▸ MATERIAL SHOWN:
--- start ---

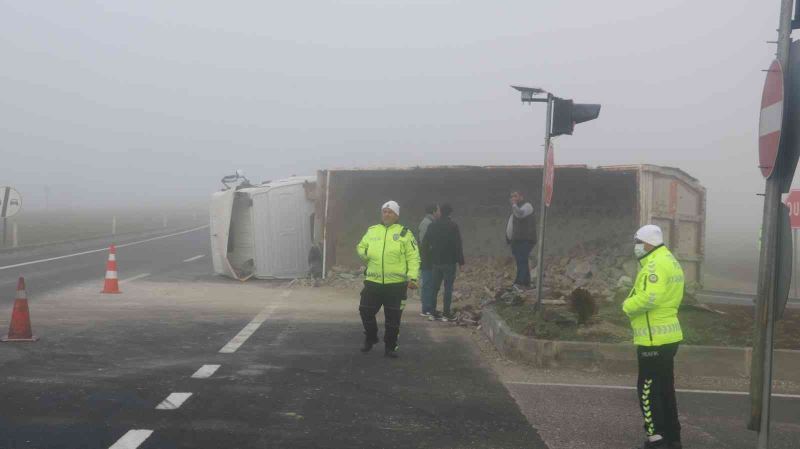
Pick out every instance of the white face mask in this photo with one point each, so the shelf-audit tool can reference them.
(639, 250)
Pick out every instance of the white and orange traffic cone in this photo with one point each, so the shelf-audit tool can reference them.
(112, 279)
(20, 328)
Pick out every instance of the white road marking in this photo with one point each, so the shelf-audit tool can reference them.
(138, 276)
(205, 371)
(173, 401)
(132, 439)
(101, 249)
(251, 327)
(629, 387)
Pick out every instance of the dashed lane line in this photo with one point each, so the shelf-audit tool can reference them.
(138, 276)
(205, 371)
(132, 439)
(173, 401)
(629, 387)
(251, 328)
(101, 249)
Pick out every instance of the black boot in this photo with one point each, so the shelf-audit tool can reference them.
(368, 344)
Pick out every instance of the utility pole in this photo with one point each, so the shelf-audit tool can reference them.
(562, 115)
(761, 367)
(543, 209)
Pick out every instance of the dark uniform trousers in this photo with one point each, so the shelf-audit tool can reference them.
(392, 298)
(656, 388)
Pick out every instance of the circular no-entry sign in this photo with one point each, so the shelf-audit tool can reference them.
(10, 202)
(771, 120)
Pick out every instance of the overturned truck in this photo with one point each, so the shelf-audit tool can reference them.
(598, 208)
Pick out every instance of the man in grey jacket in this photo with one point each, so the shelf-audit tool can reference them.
(521, 234)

--- end ---

Can you reproduce all of the entries above verbatim, omitting the pictures?

▸ FINISHED TASK:
Pick out every instance of the white face mask in this photo with one point each, so the shelf-audit tool can reference them.
(639, 250)
Pick out every instance of the white and orange traffic cone in this photo with one point each, so the shelf-audit tool can reference them.
(112, 279)
(20, 328)
Pick out every instance of the white road marking in this photo with one point each, so the shelf-audit tool can reference them.
(138, 276)
(205, 371)
(173, 401)
(132, 439)
(101, 249)
(251, 327)
(629, 387)
Pick out every instance of the dashed lane line in this photo with one point each, so the shelf-audit tool can reference them.
(138, 276)
(205, 371)
(132, 439)
(173, 401)
(629, 387)
(251, 328)
(101, 249)
Pick out every instance of the black boot in this photo with one point each, so the shelf-audit tool can reference them.
(368, 344)
Pick out every instance of the utility pole in this photo with one point each, so the shelf-audit tool can reference them.
(562, 115)
(761, 367)
(543, 209)
Pick out every instance of the dark uniform trousers in this photo with one point each, so the shelf-audit tool can reference them.
(392, 298)
(656, 388)
Pick out every instance of the circular no-entry sign in this photo with one point each, so the shelf-audit tool can reference them.
(10, 202)
(771, 120)
Pick out every instance of the overturned truck in this photo with one point each, so the shelf-audit tool can reference them.
(598, 208)
Pick out every instance of the man in grey jacket in this photo with one point each, so the shelf-audit tool can reference them.
(521, 234)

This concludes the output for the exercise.